| Information provided |
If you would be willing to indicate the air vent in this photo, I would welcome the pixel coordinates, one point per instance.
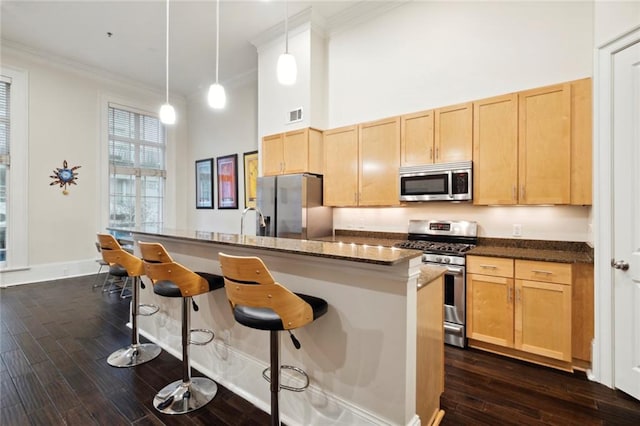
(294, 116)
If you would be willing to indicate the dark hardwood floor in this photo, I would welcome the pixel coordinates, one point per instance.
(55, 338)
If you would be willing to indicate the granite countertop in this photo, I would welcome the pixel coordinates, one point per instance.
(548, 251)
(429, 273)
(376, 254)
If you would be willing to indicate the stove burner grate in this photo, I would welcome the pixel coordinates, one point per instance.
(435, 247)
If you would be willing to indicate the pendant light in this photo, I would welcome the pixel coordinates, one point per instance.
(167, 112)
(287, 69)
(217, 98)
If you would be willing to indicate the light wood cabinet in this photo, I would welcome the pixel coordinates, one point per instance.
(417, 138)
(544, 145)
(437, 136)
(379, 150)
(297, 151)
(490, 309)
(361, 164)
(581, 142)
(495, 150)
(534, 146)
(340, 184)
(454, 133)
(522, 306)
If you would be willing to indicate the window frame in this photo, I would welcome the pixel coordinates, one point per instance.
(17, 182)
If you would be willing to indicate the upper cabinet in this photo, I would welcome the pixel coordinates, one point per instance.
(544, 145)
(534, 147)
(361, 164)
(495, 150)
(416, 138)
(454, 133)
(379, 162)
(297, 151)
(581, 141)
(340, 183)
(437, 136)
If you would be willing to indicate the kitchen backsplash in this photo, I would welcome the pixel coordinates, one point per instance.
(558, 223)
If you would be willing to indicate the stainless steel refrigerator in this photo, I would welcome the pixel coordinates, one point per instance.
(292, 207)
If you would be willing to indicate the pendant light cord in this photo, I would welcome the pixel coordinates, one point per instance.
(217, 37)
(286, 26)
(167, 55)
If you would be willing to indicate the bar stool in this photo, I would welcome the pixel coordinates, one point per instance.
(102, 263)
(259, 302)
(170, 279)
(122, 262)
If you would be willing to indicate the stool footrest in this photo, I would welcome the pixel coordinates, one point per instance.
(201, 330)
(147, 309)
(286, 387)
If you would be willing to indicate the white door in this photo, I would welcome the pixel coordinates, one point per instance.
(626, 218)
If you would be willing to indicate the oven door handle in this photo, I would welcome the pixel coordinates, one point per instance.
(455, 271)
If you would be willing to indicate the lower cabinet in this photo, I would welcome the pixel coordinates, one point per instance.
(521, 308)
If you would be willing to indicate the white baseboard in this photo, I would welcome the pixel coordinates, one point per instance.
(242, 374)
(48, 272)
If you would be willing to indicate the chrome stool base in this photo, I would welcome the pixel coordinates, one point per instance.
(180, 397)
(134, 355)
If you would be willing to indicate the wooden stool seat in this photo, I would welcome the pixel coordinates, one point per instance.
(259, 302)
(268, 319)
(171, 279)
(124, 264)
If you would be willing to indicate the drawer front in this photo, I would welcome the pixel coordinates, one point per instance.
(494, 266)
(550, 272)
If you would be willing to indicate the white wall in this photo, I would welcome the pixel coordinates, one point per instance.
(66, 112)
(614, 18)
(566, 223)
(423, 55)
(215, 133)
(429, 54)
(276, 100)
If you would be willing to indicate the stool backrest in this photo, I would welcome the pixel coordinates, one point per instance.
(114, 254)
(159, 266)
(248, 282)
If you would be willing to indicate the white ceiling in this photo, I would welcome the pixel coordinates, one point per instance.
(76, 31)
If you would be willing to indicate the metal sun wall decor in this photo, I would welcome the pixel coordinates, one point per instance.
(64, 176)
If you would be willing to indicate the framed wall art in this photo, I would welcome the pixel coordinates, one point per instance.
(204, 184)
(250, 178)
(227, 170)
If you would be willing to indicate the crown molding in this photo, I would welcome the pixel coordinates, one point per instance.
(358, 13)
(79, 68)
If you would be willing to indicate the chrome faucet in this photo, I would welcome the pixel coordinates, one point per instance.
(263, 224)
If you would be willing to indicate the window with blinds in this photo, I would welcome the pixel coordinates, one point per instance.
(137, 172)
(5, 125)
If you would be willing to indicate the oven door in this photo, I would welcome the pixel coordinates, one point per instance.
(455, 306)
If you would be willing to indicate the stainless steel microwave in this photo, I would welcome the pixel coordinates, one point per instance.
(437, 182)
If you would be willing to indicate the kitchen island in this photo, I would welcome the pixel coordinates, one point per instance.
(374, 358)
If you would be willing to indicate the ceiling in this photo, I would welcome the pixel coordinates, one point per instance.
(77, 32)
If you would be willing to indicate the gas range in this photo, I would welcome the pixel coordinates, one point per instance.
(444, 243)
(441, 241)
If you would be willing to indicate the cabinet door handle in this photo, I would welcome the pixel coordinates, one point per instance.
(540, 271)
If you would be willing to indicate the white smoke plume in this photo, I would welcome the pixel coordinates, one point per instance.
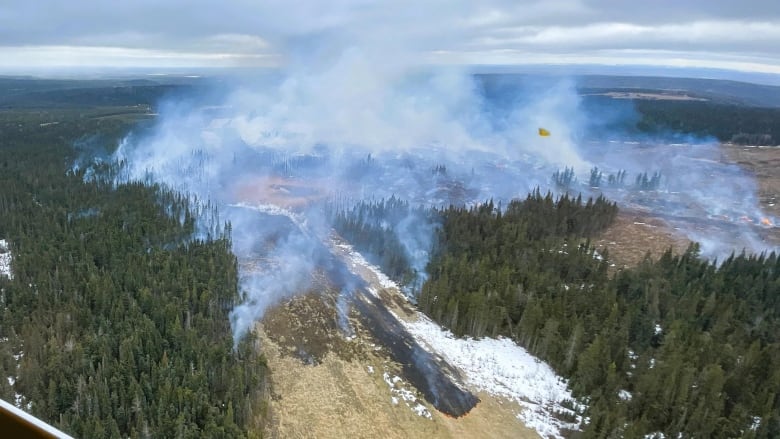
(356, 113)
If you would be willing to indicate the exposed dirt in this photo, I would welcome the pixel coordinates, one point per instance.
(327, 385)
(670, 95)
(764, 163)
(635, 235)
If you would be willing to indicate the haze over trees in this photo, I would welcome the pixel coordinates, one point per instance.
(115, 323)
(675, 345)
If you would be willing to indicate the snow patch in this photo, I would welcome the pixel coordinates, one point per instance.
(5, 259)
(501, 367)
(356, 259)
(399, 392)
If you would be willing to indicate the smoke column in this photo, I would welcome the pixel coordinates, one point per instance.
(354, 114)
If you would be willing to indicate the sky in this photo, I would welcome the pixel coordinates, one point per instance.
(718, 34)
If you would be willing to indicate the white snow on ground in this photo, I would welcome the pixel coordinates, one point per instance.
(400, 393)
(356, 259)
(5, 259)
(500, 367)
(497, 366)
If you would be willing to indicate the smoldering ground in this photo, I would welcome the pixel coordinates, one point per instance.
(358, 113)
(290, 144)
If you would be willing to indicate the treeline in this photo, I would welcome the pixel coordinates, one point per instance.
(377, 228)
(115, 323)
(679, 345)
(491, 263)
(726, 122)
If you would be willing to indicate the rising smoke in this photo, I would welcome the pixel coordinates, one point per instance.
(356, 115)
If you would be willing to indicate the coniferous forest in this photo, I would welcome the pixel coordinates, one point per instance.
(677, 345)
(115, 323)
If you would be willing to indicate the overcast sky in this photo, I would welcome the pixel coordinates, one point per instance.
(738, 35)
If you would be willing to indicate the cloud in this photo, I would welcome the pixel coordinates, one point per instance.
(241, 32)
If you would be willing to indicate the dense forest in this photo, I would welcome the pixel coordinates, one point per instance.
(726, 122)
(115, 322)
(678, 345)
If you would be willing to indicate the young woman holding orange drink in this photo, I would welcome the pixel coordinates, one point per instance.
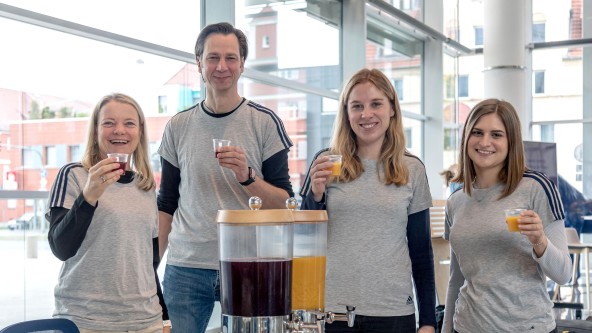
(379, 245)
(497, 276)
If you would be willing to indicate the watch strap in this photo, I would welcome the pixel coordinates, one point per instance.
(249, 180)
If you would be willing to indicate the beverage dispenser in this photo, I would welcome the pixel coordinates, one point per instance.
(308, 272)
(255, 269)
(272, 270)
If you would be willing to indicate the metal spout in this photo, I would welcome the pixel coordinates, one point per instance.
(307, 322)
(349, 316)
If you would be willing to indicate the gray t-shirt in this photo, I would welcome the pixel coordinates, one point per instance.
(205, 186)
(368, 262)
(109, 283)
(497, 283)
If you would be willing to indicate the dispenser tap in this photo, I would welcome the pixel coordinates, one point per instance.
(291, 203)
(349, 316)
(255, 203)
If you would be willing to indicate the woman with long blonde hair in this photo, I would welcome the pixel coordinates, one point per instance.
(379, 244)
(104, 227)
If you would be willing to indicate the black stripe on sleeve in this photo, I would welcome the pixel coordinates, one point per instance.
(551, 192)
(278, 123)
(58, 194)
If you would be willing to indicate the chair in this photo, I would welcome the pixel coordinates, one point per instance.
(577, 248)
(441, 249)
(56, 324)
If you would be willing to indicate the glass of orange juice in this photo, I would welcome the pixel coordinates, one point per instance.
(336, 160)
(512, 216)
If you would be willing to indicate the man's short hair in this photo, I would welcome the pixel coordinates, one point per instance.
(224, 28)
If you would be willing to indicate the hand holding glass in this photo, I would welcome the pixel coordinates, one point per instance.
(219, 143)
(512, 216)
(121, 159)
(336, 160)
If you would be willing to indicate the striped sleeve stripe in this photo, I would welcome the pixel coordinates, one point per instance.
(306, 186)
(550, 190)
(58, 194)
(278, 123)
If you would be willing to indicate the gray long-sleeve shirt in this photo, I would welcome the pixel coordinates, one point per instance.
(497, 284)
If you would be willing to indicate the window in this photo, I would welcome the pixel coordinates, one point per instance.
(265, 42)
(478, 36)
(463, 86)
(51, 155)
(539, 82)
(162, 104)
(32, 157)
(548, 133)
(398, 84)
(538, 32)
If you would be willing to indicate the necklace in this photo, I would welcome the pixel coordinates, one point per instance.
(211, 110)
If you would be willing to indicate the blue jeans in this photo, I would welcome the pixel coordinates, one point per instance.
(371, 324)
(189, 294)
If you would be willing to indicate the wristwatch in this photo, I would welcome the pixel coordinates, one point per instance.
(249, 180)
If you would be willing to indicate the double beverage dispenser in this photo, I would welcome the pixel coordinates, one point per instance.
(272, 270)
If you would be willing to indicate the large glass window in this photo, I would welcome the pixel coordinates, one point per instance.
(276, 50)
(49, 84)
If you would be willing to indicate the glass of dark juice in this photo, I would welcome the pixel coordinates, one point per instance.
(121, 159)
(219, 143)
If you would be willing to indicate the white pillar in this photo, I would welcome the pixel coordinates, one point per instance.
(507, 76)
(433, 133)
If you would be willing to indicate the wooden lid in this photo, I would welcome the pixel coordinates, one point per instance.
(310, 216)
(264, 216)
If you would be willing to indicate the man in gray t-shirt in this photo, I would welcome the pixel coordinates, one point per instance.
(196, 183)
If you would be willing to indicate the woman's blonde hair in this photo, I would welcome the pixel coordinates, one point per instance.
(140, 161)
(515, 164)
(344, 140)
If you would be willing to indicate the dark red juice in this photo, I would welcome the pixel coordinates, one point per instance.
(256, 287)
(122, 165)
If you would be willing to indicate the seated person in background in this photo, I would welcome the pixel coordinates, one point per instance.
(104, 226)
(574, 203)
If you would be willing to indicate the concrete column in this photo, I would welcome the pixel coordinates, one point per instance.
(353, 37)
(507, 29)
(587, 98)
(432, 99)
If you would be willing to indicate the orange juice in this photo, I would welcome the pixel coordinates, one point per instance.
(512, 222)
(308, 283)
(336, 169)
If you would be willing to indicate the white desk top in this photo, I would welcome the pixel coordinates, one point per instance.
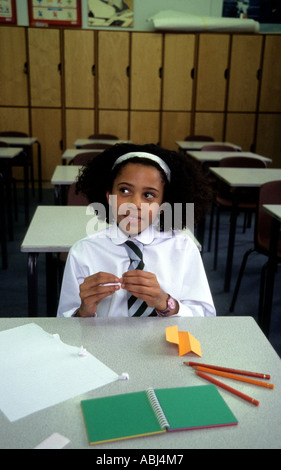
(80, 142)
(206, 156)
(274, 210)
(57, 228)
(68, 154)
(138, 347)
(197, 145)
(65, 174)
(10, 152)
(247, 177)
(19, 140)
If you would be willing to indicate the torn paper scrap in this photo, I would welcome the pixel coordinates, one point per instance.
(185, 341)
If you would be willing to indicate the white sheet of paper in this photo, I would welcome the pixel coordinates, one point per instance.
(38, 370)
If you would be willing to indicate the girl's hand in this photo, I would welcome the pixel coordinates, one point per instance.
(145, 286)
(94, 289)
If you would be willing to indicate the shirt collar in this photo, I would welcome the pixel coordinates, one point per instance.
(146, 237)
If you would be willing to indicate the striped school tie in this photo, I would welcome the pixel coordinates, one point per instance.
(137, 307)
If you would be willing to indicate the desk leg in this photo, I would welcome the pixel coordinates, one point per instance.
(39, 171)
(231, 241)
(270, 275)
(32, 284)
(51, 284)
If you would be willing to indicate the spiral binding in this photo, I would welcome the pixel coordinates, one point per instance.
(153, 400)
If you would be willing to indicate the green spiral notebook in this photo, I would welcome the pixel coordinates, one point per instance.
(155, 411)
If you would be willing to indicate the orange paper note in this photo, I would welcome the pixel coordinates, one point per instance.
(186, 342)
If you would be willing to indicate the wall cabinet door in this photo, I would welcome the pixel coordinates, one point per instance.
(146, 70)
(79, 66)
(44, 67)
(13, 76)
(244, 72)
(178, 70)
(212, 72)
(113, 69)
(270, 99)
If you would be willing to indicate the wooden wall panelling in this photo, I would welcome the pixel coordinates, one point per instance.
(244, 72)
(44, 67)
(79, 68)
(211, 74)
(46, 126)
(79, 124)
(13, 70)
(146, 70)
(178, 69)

| Short problem |
Everything from the line containing "If you would be willing to indicate the white desk" through the last line of the entries is to be output exactly as written, minus any pictures.

| Exercise solution |
If you would be willing to indicate the white desk top in this photo, I would welcome the pixel coordinates, one point per instance.
(80, 142)
(206, 156)
(274, 210)
(57, 228)
(68, 154)
(138, 347)
(197, 145)
(65, 174)
(10, 152)
(247, 177)
(19, 140)
If you would be willing to indicate the torn paper scrap in this photo, I would welcome the pixel coordinates, one point per instance.
(185, 341)
If you would be willing to indicate the white sheet of paper in this photo, I would welcome the pixel coordinates, one point per instance.
(38, 370)
If you would be willing to indicate the girl's hand in this photo, I would welcome the pixel coordinates, one point per instance.
(145, 286)
(94, 289)
If you would be willing to indicate the shirt collar in this photo, I would welcome the pixel coordinates, one point per instance.
(146, 237)
If you would be willing to indicate the striped school tie in this photo, I would welcome the pixel coordinates, one point per instance.
(137, 307)
If you would be willing to indicate the desk leg in this photo, I would welcome the pixel coordinates, one point per instance.
(39, 171)
(231, 241)
(270, 275)
(32, 284)
(51, 284)
If you would be willing to indicate the spiral binding in this photo, I would welcome the pixel coordinates, one point per instance.
(153, 400)
If you would be willing to indicate the green spiral notebook in this photo, I would welcome the pixel coordinates, one point per instance.
(155, 411)
If you would be willing to indicate the orange paper note in this photo, I would welcome the pixel coordinates, one point per instance.
(186, 342)
If you would be willing to indicate the wall cabinet door in this photo, I would welcome the pixel coordinates, one point per instance.
(146, 70)
(79, 66)
(44, 67)
(13, 76)
(244, 72)
(178, 70)
(212, 72)
(113, 69)
(270, 99)
If you would be willing to indicate the wooden wall panelling in this photo, I would welcome the pixel coordinates, one point per instance.
(244, 72)
(44, 67)
(79, 68)
(211, 74)
(46, 126)
(79, 124)
(13, 70)
(146, 70)
(178, 69)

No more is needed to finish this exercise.